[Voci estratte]
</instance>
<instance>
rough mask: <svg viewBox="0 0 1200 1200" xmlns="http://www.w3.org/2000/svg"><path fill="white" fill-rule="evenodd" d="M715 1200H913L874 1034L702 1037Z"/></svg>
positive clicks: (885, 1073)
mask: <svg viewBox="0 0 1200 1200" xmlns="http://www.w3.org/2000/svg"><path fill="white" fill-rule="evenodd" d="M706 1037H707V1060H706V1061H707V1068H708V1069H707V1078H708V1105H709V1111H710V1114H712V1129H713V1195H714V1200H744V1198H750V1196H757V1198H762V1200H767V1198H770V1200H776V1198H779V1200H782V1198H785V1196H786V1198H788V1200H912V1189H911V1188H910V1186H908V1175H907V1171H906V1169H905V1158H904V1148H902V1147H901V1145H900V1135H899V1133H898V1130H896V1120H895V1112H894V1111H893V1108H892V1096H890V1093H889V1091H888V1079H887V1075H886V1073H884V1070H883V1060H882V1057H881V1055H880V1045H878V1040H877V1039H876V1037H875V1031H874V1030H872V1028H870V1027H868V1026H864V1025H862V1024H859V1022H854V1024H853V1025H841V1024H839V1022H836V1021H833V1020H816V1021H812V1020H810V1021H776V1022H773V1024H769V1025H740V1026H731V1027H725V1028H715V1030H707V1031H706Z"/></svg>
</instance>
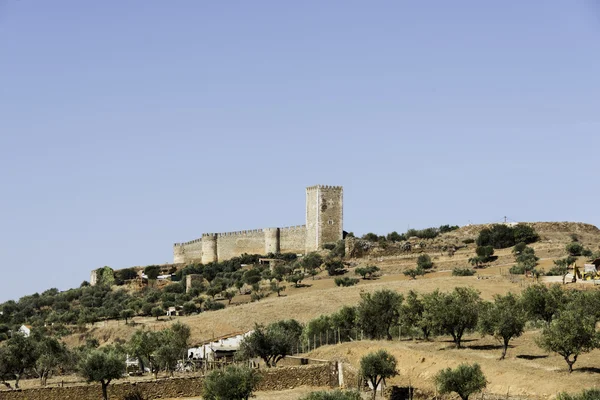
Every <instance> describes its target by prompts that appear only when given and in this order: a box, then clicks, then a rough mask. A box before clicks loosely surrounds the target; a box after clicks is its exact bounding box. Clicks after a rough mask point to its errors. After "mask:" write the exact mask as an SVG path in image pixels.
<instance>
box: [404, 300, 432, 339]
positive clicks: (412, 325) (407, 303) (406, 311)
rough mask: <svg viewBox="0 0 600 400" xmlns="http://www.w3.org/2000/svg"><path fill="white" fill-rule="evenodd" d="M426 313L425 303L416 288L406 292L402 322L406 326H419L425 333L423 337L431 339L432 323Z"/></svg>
mask: <svg viewBox="0 0 600 400" xmlns="http://www.w3.org/2000/svg"><path fill="white" fill-rule="evenodd" d="M424 313H425V304H424V302H423V300H422V299H421V298H419V295H418V294H417V292H415V291H414V290H410V291H409V292H408V293H407V294H406V300H405V301H404V303H403V304H402V306H401V308H400V324H401V325H402V326H403V327H404V328H406V329H410V328H413V327H414V328H417V329H419V330H421V332H422V333H423V339H425V340H429V335H430V334H431V324H430V323H429V321H428V320H427V318H426V316H425V315H424Z"/></svg>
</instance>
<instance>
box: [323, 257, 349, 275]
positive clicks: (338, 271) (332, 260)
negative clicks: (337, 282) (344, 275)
mask: <svg viewBox="0 0 600 400" xmlns="http://www.w3.org/2000/svg"><path fill="white" fill-rule="evenodd" d="M325 269H326V270H327V273H328V274H329V276H335V275H341V274H343V273H344V272H346V269H345V268H344V263H343V262H341V261H340V260H328V261H326V262H325Z"/></svg>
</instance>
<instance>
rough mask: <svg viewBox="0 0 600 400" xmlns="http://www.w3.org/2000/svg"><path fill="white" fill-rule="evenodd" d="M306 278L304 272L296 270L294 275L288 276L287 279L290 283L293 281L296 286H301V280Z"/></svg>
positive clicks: (299, 286) (298, 286)
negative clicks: (300, 284)
mask: <svg viewBox="0 0 600 400" xmlns="http://www.w3.org/2000/svg"><path fill="white" fill-rule="evenodd" d="M303 279H304V274H303V273H302V272H295V273H293V274H292V275H290V276H288V277H287V279H286V280H287V281H288V282H289V283H293V284H294V287H296V288H298V287H300V282H302V280H303Z"/></svg>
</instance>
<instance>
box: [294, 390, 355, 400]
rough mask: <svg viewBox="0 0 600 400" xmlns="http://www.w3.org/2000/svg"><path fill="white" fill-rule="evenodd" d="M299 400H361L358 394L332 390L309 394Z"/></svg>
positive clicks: (353, 391)
mask: <svg viewBox="0 0 600 400" xmlns="http://www.w3.org/2000/svg"><path fill="white" fill-rule="evenodd" d="M300 400H362V397H361V395H360V393H359V392H356V391H354V390H334V391H324V390H322V391H318V392H310V393H309V394H307V395H306V396H304V397H302V398H301V399H300Z"/></svg>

▶ **Descrizione del problema**
Riscrivi tutte le voci sostituendo "negative clicks" con "excluded points" e lasciando invariato tutto il resto, senza riportare le immagini nella risposta.

▶ **Soluzione proposta**
</instance>
<instance>
rough mask: <svg viewBox="0 0 1200 1200" xmlns="http://www.w3.org/2000/svg"><path fill="white" fill-rule="evenodd" d="M715 1200H913L874 1034L702 1037Z"/></svg>
positive clicks: (885, 1073)
mask: <svg viewBox="0 0 1200 1200" xmlns="http://www.w3.org/2000/svg"><path fill="white" fill-rule="evenodd" d="M706 1037H707V1060H706V1061H707V1068H708V1069H707V1078H708V1105H709V1111H710V1114H712V1129H713V1195H714V1200H744V1198H750V1196H757V1198H762V1200H767V1198H770V1200H776V1198H779V1200H782V1198H785V1196H786V1198H788V1200H912V1189H911V1188H910V1186H908V1175H907V1171H906V1169H905V1158H904V1148H902V1147H901V1145H900V1135H899V1133H898V1130H896V1120H895V1112H894V1111H893V1108H892V1096H890V1093H889V1091H888V1079H887V1075H886V1073H884V1070H883V1060H882V1057H881V1055H880V1045H878V1040H877V1039H876V1037H875V1031H874V1030H872V1028H870V1027H868V1026H864V1025H862V1024H859V1022H854V1024H853V1025H841V1024H839V1022H836V1021H833V1020H816V1021H812V1020H810V1021H776V1022H773V1024H769V1025H740V1026H731V1027H725V1028H715V1030H707V1031H706Z"/></svg>
</instance>
Every <instance> describes its target by prompts that appear only when given and in this order: a box, then clicks, then a rough mask. A box before clicks loosely surrounds the target; a box after clicks is its exact bounding box. Clicks after a rough mask point to its errors. After "mask:" write the exact mask as an SVG path in image pixels.
<instance>
box: [404, 300, 432, 339]
positive clicks: (412, 325) (407, 303) (406, 311)
rough mask: <svg viewBox="0 0 600 400" xmlns="http://www.w3.org/2000/svg"><path fill="white" fill-rule="evenodd" d="M426 313L425 303L416 288L406 292L402 322L406 326H419L425 333L423 337L431 339L432 323Z"/></svg>
mask: <svg viewBox="0 0 600 400" xmlns="http://www.w3.org/2000/svg"><path fill="white" fill-rule="evenodd" d="M424 313H425V304H424V302H423V300H422V299H421V298H419V295H418V294H417V292H415V291H414V290H410V291H409V292H408V293H407V294H406V300H405V301H404V303H403V304H402V306H401V308H400V324H401V325H402V326H403V327H404V328H406V329H410V328H413V327H414V328H417V329H419V330H421V332H422V333H423V339H425V340H429V335H430V334H431V324H430V323H429V321H428V320H427V318H426V316H425V315H424Z"/></svg>
</instance>
<instance>
box: [323, 257, 349, 275]
positive clicks: (338, 271) (332, 260)
excluded points: (337, 282) (344, 275)
mask: <svg viewBox="0 0 600 400" xmlns="http://www.w3.org/2000/svg"><path fill="white" fill-rule="evenodd" d="M325 269H326V270H327V273H328V274H329V276H335V275H341V274H343V273H344V272H346V269H345V268H344V263H343V262H341V261H340V260H328V261H326V262H325Z"/></svg>
</instance>
<instance>
rough mask: <svg viewBox="0 0 600 400" xmlns="http://www.w3.org/2000/svg"><path fill="white" fill-rule="evenodd" d="M306 278L304 272L296 270L294 275L288 276L287 279L290 283L293 281L296 286H301V280Z"/></svg>
positive clicks: (299, 286) (298, 286)
excluded points: (300, 284)
mask: <svg viewBox="0 0 600 400" xmlns="http://www.w3.org/2000/svg"><path fill="white" fill-rule="evenodd" d="M303 279H304V274H303V273H302V272H295V273H293V274H292V275H290V276H288V277H287V279H286V280H287V281H288V282H289V283H293V284H294V287H296V288H298V287H300V282H302V280H303Z"/></svg>
</instance>
<instance>
box: [294, 390, 355, 400]
rough mask: <svg viewBox="0 0 600 400" xmlns="http://www.w3.org/2000/svg"><path fill="white" fill-rule="evenodd" d="M299 400H361L358 394L332 390L309 394Z"/></svg>
positive clicks: (353, 391)
mask: <svg viewBox="0 0 600 400" xmlns="http://www.w3.org/2000/svg"><path fill="white" fill-rule="evenodd" d="M300 400H362V397H361V395H360V393H359V392H356V391H354V390H334V391H324V390H322V391H318V392H310V393H309V394H307V395H306V396H304V397H302V398H301V399H300Z"/></svg>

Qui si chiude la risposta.